• Texto para leer
::::::::

En busca de la reconciliación entre luteranos y reformados
Bucero aplicó esta misma aproximación irénica con el protestantismo, específicamente en el debate eucarístico entre luteranos y reformados. En 1529, asistió al famoso Coloquio de Marburgo, en el que intentó conciliar a Lutero y Ulrico Zuinglio (1484-1531), padres de esas tradiciones, convencido de que la doctrina de estos era esencialmente la misma y que difería solo en palabras.
Pero tanto Lutero como Zuinglio sospechaban de Bucero. El primero lo llamó (entre otras cosas) un ‘canalla’, y el segundo un ‘zorro’. El intento de reconciliación fue claramente fallido, así como también el que ocurrió en 1536 en la Concordia de Wittenberg. A partir de aquí estas corrientes se distanciaron más, y en 1530 cada una produjo dos declaraciones de fe representativas: la Confesión de Augsburgo y la Confesión Tetrapolitana. Esta última fue compuesta por Bucero con la ayuda de Wolfgang Capito (1478-1541) y Caspar Hedio (1494-1552), y fue suscrita por la Iglesia de Estrasburgo.
La Tetrapolitana era moderada, y en ella Bucero tenía aún la intención de reconciliar a luteranos y reformados; de ahí que su capítulo “sobre la eucaristía” fuera redactado de una manera que agradara a ambos grupos. Pero esto no se debía a una mera estrategía política, sino al espíritu unificador de Bucero, quien entendía la cena como un medio de unión entre los creyentes:
Nuestros eclesiásticos, con especial diligencia, alejan las mentes de nuestro pueblo tanto de toda contención como de toda investigación superflua y curiosa, y las conducen solo hacia lo que es provechoso y que fue valorado por Cristo nuestro Salvador; a saber, que, alimentados por Él, vivamos en y por Él una vida santa y agradable a Dios, y, por lo tanto, eterna y bendita; y para que los que participamos de un solo pan en la Santa Cena seamos entre nosotros un solo pan y un solo cuerpo (Confesión Tetrapolitana, XVIII).

::::::::

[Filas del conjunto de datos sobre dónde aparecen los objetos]
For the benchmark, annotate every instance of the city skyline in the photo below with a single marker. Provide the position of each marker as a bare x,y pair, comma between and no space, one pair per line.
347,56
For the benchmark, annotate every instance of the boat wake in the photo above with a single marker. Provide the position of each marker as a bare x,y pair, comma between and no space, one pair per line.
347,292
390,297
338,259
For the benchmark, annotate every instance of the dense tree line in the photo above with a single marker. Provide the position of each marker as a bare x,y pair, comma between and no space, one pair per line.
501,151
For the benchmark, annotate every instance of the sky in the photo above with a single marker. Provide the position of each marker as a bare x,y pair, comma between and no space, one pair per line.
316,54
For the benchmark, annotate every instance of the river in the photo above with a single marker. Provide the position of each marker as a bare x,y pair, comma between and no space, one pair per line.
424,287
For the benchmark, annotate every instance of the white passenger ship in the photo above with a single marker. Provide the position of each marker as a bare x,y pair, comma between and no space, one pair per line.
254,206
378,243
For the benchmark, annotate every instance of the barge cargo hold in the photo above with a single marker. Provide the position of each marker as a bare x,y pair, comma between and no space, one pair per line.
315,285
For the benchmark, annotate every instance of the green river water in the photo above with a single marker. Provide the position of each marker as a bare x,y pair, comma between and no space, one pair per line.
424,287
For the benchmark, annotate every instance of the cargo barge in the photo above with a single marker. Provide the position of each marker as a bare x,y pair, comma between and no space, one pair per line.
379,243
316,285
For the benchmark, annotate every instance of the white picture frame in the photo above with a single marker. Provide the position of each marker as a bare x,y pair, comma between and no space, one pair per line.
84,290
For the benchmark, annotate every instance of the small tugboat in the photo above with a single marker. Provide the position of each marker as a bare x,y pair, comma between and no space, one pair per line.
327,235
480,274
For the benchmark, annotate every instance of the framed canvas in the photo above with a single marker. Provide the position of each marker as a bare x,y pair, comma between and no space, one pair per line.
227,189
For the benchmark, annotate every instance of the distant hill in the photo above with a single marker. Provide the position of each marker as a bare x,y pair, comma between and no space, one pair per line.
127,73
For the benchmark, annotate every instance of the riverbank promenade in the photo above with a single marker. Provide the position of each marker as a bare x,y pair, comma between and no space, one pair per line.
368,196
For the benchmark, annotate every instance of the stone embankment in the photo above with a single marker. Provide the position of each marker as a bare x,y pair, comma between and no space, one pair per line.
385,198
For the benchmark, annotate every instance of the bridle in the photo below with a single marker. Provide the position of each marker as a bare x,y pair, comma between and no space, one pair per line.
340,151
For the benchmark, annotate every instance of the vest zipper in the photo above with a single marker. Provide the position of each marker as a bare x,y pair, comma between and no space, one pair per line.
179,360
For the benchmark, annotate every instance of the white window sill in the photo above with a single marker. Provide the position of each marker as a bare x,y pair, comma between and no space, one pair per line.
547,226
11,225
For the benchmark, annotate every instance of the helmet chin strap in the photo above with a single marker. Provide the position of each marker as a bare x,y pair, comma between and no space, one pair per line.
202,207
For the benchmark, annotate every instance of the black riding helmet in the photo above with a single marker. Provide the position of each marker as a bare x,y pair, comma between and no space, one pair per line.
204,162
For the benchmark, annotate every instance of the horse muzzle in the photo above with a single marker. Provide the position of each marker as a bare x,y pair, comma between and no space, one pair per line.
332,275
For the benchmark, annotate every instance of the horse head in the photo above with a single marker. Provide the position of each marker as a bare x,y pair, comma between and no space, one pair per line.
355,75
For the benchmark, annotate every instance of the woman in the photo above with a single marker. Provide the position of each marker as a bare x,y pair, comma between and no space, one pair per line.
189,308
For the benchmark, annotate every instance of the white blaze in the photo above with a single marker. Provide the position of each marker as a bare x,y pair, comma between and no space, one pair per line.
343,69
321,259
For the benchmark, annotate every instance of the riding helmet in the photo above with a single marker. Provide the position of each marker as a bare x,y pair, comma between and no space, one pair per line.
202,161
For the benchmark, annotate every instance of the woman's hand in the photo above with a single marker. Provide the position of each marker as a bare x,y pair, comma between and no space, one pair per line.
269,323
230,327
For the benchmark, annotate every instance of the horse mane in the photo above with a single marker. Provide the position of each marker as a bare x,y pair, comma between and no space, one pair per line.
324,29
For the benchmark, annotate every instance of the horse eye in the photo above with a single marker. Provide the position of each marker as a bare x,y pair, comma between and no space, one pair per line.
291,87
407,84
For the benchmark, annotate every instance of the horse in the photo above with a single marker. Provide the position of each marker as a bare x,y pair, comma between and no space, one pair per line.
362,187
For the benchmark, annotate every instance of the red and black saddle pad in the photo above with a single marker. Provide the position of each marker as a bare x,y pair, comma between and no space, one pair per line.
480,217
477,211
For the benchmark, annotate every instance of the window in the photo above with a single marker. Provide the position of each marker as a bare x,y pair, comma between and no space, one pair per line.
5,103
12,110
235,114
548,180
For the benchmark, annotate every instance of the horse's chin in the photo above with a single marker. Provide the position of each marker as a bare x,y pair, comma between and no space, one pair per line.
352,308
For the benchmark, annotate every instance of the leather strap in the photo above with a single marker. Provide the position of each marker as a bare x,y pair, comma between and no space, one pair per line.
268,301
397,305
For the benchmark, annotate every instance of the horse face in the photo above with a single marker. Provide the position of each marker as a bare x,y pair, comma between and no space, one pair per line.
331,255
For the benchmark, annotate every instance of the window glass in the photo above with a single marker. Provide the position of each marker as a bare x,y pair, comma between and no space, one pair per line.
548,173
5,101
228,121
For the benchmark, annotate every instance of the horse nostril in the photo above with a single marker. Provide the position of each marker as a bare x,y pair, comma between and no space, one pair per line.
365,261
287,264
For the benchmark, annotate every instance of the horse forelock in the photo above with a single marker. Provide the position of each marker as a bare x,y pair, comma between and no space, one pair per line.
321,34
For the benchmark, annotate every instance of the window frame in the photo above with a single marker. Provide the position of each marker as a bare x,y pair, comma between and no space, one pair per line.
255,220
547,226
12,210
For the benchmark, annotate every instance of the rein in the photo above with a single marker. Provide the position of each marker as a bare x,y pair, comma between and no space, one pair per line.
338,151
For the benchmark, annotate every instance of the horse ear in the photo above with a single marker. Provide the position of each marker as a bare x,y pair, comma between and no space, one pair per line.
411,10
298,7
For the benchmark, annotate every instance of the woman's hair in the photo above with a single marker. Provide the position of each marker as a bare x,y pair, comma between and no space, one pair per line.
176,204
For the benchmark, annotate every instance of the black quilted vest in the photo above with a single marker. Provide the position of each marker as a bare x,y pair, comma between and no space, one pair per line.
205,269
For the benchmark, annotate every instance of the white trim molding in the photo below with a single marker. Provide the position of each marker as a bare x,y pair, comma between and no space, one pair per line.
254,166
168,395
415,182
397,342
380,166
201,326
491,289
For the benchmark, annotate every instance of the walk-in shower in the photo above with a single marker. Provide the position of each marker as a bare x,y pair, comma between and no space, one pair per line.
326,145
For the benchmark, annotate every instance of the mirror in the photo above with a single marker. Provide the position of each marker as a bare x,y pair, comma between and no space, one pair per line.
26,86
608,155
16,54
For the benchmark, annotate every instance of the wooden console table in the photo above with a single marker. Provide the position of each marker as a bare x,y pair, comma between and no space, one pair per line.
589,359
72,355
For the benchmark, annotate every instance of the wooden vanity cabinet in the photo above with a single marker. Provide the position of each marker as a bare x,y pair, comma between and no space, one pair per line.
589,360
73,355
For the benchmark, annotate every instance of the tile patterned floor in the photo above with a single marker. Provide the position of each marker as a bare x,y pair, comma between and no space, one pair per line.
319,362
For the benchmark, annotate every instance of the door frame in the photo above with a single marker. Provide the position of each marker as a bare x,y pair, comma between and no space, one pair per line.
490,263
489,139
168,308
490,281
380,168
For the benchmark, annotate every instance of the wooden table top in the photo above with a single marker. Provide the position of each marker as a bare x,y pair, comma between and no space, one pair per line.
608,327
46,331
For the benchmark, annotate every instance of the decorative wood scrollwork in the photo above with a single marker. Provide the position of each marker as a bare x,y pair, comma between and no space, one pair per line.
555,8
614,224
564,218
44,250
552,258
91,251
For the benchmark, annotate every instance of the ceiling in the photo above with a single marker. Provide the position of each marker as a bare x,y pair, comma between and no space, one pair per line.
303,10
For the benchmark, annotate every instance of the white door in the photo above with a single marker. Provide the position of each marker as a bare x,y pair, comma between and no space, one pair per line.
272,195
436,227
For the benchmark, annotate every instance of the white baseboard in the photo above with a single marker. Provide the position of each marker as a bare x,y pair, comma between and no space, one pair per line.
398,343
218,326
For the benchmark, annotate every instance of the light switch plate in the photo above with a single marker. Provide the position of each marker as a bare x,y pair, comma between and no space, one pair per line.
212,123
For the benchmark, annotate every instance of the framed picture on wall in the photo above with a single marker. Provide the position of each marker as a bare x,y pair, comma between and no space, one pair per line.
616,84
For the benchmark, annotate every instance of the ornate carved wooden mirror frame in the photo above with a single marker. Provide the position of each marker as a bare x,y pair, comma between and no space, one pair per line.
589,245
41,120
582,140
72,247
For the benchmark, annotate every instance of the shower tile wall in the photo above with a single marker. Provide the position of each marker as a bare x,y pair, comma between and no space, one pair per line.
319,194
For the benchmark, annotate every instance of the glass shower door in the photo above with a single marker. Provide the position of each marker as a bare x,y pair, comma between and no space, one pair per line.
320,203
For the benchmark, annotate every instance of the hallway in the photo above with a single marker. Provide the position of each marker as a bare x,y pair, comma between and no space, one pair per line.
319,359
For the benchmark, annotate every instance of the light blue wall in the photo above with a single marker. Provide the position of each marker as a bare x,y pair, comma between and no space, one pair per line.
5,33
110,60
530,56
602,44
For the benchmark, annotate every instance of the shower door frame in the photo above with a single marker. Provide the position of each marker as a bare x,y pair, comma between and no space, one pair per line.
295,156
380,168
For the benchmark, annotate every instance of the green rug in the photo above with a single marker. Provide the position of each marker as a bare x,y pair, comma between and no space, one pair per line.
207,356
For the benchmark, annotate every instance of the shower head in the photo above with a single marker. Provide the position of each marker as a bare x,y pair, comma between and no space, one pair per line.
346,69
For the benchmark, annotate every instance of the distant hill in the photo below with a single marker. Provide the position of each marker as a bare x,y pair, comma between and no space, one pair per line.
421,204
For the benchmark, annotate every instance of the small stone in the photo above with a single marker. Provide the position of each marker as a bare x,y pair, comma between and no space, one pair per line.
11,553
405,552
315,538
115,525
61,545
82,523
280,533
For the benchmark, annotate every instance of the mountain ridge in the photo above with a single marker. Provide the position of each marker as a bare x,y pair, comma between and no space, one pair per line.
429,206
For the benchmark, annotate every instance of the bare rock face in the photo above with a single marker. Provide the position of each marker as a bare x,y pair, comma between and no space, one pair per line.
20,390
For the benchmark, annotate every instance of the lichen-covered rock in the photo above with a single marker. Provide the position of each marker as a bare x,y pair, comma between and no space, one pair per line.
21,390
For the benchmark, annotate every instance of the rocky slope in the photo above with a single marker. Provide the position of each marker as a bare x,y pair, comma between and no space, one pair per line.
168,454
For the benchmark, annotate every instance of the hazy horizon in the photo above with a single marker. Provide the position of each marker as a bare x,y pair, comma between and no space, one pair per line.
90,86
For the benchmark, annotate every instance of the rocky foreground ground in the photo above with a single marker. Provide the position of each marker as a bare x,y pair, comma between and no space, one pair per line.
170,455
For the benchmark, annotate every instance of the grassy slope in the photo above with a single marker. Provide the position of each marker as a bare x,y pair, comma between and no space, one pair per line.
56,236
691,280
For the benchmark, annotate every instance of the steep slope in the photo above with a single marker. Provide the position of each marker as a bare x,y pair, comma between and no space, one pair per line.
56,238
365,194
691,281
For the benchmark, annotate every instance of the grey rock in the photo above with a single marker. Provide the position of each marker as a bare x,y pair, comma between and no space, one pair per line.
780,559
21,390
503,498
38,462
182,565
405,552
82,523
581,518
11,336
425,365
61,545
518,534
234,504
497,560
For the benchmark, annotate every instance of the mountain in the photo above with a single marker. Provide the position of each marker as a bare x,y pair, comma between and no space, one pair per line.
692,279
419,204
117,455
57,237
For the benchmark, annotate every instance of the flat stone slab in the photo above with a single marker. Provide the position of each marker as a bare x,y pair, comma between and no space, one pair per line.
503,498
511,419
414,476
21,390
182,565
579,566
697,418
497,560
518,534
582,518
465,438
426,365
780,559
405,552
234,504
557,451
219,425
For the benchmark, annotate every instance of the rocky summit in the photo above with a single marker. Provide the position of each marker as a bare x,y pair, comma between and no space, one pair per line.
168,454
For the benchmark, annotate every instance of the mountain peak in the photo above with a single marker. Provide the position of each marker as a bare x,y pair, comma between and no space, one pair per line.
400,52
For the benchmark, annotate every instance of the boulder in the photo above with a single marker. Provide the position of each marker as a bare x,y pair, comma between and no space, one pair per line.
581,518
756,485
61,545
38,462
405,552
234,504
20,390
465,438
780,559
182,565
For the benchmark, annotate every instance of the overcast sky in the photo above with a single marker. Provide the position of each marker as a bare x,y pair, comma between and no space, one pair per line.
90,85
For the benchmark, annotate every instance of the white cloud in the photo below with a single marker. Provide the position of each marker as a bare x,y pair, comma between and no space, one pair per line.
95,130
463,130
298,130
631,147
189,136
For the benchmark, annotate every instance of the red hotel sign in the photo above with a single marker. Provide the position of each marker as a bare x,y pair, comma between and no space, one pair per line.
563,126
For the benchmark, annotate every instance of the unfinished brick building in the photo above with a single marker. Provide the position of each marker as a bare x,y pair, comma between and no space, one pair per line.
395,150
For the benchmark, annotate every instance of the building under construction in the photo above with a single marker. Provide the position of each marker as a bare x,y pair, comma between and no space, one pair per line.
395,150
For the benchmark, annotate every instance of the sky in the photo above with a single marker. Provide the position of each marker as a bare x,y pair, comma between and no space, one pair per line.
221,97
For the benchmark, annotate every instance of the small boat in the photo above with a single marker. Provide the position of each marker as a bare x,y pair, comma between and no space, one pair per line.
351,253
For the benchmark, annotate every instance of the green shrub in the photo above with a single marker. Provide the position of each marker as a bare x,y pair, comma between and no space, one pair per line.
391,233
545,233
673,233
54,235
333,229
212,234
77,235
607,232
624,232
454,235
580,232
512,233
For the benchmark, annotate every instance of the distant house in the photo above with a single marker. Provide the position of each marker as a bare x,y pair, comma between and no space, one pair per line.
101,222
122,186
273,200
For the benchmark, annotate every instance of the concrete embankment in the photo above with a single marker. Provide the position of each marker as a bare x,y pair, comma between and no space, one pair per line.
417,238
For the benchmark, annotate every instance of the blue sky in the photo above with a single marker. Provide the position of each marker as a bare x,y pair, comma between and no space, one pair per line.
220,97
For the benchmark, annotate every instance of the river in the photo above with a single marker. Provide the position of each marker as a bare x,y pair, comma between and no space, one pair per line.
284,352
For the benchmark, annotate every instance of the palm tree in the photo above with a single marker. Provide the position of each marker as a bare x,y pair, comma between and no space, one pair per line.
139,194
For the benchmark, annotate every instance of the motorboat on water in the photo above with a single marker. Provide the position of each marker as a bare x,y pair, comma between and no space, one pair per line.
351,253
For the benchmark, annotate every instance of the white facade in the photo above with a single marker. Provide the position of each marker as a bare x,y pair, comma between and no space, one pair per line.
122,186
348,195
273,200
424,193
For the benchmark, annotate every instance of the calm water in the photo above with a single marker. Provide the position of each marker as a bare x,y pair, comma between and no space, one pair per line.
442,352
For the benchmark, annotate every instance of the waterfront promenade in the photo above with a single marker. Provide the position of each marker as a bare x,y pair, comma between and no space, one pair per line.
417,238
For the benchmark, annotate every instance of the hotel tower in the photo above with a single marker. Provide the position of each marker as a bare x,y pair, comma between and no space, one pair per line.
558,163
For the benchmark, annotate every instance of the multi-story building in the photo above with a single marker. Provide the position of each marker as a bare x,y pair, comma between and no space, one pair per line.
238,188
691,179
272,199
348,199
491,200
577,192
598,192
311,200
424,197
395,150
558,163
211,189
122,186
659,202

::::::::

• Instrucción
Reproduce sin cambios el pasaje del texto sobre Bucero que empieza con "Pero tanto Lutero" y sigue hasta "Iglesia de Estrasburgo.".

• Resultado
Pero tanto Lutero como Zuinglio sospechaban de Bucero. El primero lo llamó (entre otras cosas) un ‘canalla’, y el segundo un ‘zorro’. El intento de reconciliación fue claramente fallido, así como también el que ocurrió en 1536 en la Concordia de Wittenberg. A partir de aquí estas corrientes se distanciaron más, y en 1530 cada una produjo dos declaraciones de fe representativas: la Confesión de Augsburgo y la Confesión Tetrapolitana. Esta última fue compuesta por Bucero con la ayuda de Wolfgang Capito (1478-1541) y Caspar Hedio (1494-1552), y fue suscrita por la Iglesia de Estrasburgo.